> Goal
Please copy out the entries below, swapping "Identify" for "Locate" everywhere it occurs and changing nothing else. Omit the pictures.

##### Records supplied #####

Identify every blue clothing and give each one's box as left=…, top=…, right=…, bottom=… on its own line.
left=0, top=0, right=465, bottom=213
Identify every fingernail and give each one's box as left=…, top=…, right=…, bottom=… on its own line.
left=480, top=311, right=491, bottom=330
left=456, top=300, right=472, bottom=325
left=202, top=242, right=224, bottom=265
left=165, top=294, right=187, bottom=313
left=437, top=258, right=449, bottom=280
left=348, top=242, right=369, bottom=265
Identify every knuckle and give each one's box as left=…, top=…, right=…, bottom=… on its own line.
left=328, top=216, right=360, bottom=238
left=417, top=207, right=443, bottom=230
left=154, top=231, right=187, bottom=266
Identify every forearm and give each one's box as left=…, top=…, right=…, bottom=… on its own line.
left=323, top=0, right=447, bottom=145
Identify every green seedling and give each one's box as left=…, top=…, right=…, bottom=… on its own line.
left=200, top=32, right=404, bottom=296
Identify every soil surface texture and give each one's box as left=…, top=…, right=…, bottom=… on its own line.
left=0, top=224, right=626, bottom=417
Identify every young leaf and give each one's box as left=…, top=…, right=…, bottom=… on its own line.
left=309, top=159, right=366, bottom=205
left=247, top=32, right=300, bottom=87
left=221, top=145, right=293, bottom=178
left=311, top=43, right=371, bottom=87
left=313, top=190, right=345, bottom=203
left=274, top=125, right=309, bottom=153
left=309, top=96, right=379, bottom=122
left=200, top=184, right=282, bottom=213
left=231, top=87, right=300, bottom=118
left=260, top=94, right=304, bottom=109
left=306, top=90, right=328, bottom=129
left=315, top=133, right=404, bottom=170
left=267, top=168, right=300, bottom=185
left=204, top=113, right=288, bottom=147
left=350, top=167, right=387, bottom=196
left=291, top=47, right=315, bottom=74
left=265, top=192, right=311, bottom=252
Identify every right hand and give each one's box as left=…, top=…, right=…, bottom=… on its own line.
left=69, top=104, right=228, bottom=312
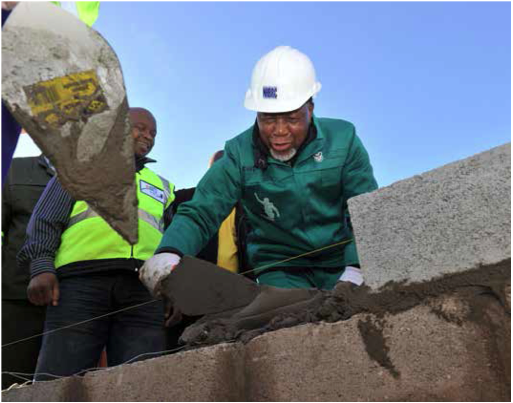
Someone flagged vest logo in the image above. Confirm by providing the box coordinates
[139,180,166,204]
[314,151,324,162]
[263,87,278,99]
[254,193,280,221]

#####

> Reply to the exercise
Locate every blue clothing and give each one's box as left=…, top=…, right=…, bottom=… on its own line.
left=0, top=0, right=465, bottom=213
Locate every fingernail and give each one's box as left=…, top=…, right=…, bottom=… on its own line.
left=480, top=311, right=491, bottom=330
left=456, top=300, right=472, bottom=325
left=202, top=242, right=224, bottom=265
left=165, top=294, right=187, bottom=313
left=437, top=258, right=449, bottom=280
left=348, top=242, right=369, bottom=265
Locate every knuckle and give each one's box as left=…, top=…, right=…, bottom=… on its own line.
left=328, top=216, right=360, bottom=238
left=417, top=207, right=443, bottom=230
left=154, top=231, right=187, bottom=266
Locate every forearm and give each one's box as left=…, top=…, right=…, bottom=… on its own line.
left=323, top=0, right=447, bottom=145
Locate every green seedling and give each one's box as left=…, top=…, right=…, bottom=… on its own line.
left=200, top=32, right=404, bottom=296
Locate every soil surface texture and give each one's box as left=…, top=…, right=…, bottom=… on its own line.
left=0, top=224, right=626, bottom=417
Locate every young leaf and give each one's box as left=…, top=…, right=…, bottom=… on its own line.
left=309, top=159, right=366, bottom=205
left=247, top=32, right=300, bottom=87
left=221, top=145, right=293, bottom=178
left=311, top=43, right=371, bottom=87
left=313, top=190, right=345, bottom=203
left=274, top=125, right=309, bottom=153
left=309, top=96, right=379, bottom=122
left=200, top=184, right=282, bottom=213
left=231, top=87, right=300, bottom=118
left=260, top=94, right=304, bottom=109
left=306, top=90, right=328, bottom=129
left=315, top=133, right=404, bottom=170
left=267, top=168, right=300, bottom=185
left=204, top=113, right=288, bottom=147
left=350, top=167, right=387, bottom=196
left=291, top=47, right=315, bottom=74
left=265, top=192, right=311, bottom=252
Locate every right hand and give each one's box as left=…, top=…, right=…, bottom=… on its own line.
left=69, top=104, right=228, bottom=312
Someone flagged vest logo in the image above. Confirm by providing the box coordinates
[139,180,166,204]
[314,151,324,162]
[263,87,278,99]
[254,193,280,221]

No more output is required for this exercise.